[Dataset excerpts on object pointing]
## begin

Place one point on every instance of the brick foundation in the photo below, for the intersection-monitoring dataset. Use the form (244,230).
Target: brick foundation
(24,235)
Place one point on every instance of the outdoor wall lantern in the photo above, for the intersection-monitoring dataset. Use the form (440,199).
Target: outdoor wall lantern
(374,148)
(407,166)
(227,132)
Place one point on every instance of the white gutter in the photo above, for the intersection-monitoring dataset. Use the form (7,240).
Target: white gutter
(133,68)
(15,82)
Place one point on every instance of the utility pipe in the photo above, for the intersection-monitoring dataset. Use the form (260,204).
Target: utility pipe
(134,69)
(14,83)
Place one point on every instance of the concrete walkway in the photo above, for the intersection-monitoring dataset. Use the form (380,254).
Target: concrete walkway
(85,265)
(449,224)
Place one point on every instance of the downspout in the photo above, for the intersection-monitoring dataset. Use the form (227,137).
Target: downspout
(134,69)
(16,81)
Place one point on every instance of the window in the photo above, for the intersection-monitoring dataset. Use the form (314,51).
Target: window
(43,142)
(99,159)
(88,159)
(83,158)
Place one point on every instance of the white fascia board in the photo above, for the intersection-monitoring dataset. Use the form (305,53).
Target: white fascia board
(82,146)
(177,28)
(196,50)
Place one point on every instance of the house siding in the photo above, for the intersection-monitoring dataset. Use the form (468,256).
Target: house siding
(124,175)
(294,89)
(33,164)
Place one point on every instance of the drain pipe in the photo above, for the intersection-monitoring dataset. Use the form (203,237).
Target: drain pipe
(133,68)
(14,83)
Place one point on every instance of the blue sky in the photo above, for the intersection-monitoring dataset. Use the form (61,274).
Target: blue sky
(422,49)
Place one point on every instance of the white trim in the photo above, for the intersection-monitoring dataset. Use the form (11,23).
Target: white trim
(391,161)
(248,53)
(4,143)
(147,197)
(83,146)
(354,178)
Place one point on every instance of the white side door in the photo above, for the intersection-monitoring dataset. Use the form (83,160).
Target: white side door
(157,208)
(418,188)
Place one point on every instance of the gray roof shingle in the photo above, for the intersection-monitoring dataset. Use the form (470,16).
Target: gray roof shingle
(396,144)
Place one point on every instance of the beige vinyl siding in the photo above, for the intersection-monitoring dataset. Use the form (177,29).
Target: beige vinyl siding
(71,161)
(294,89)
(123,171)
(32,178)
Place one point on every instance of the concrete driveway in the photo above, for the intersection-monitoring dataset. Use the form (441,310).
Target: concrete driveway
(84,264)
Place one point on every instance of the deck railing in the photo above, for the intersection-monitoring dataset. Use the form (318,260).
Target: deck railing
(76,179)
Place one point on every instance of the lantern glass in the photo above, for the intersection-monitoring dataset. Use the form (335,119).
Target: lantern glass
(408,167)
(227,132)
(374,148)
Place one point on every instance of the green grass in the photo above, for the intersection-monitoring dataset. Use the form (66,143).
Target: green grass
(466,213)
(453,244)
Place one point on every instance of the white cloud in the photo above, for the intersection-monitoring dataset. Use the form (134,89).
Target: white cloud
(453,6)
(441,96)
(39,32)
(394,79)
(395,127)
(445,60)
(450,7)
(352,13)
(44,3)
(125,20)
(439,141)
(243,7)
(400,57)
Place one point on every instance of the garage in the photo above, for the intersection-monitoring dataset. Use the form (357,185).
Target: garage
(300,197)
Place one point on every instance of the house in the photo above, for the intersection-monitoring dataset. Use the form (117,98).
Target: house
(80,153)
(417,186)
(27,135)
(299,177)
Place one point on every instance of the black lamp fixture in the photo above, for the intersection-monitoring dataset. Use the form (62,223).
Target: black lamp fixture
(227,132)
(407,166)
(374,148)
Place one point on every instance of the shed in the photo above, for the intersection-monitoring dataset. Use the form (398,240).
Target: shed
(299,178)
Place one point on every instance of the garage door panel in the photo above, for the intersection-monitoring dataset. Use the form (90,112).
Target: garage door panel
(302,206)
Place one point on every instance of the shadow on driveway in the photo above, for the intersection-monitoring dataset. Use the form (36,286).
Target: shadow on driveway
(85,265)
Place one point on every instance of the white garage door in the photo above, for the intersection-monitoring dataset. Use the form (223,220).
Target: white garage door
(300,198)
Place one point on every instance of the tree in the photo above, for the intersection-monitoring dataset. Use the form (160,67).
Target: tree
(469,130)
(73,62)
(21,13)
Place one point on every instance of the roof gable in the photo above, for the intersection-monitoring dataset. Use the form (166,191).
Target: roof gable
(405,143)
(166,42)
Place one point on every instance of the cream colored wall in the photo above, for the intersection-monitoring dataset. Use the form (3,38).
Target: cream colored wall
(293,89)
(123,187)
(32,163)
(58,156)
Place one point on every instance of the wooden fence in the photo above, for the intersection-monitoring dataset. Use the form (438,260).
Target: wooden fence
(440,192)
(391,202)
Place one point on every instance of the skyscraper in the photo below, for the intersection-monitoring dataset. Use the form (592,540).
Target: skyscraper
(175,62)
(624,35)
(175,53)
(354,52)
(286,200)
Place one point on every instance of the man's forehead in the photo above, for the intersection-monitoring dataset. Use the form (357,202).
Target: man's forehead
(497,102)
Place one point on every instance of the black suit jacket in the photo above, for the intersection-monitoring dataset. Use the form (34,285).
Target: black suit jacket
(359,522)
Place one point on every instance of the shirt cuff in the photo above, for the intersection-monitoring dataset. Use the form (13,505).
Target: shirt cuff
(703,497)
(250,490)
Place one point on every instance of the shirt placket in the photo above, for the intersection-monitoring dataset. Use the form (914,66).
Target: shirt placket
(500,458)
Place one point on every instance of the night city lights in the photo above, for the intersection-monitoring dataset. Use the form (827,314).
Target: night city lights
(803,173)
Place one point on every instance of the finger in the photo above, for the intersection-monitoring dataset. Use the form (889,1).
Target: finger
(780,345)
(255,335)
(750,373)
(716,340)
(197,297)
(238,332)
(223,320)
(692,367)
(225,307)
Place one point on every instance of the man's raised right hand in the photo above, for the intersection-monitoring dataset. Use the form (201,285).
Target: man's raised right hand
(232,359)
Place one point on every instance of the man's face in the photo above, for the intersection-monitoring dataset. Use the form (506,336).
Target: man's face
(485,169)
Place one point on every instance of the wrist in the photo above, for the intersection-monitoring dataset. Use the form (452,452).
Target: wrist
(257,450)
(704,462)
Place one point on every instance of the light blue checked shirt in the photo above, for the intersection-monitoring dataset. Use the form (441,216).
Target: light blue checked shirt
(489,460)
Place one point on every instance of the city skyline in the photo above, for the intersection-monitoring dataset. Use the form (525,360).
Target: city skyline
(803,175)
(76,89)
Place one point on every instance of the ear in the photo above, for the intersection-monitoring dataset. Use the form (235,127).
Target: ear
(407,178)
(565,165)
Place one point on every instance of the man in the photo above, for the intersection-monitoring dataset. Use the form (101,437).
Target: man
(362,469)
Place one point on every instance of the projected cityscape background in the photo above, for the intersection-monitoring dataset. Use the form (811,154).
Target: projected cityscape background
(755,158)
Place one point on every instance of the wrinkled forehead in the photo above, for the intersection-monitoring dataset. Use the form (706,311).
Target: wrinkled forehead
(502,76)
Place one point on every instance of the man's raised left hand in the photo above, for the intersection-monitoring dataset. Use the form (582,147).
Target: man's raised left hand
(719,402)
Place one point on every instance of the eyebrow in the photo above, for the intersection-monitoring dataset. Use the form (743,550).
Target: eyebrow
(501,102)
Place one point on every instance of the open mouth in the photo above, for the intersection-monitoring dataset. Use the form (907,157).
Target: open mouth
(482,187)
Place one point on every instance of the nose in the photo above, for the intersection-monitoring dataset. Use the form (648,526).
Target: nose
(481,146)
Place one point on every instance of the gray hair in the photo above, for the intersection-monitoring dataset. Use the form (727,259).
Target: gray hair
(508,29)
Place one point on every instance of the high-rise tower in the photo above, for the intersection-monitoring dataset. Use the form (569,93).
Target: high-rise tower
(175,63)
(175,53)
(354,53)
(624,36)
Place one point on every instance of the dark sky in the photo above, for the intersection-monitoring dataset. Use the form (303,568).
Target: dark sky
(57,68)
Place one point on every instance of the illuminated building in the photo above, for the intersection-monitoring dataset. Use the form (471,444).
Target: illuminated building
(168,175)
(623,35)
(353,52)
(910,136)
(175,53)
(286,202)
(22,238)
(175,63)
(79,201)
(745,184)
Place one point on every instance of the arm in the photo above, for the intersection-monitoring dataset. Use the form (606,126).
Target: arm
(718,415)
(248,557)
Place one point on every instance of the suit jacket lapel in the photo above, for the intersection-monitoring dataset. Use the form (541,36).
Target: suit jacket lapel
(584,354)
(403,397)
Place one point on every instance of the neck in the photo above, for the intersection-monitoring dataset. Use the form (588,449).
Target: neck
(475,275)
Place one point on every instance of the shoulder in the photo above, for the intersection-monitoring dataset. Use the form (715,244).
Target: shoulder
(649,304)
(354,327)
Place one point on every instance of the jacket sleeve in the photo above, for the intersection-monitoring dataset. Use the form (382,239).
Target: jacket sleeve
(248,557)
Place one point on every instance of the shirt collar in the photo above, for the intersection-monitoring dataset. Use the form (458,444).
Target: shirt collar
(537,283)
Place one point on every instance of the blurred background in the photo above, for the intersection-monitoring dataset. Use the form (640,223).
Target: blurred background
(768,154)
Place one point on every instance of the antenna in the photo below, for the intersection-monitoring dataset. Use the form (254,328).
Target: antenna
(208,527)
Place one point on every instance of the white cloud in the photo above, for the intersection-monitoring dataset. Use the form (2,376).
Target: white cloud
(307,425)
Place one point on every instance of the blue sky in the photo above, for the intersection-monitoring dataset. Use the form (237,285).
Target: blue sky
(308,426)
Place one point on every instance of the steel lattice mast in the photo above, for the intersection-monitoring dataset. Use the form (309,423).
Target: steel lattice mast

## end

#### [Work to do]
Repeat, without changes, every line from the one that contains "Place one point on every instance of the jacket" through the final line of the data.

#### [Task output]
Place one point on every instance of the jacket sleeve in the photo above, for the intersection-monitoring dataset. Use the form (382,239).
Target: jacket sleeve
(248,557)
Place one point on every instance of the shirt collar in the photo above, for the intersection-monitoring dataset. Use the form (458,444).
Target: shirt collar
(537,283)
Place one point on every instance of the blurred background in the photo above, for the intersection-monitoring dataset. Use the form (640,223).
Target: blurred background
(768,154)
Place one point on every instance of the antenna in the photo below, for the intersection-monitoring dataset. Use the form (254,328).
Target: antenna
(208,527)
Place one point on every instance of the white cloud in the photo above, for the intersection-monitoring dataset. Use the form (2,376).
Target: white cloud
(307,425)
Place one point on every instance of the blue sky in the photo above, for the intersection-monitoring dataset. Use the form (237,285).
Target: blue sky
(308,426)
Place one point on every instance of the steel lattice mast in the photo above, for the intersection-monitoring dataset. Use the form (309,423).
Target: steel lattice mast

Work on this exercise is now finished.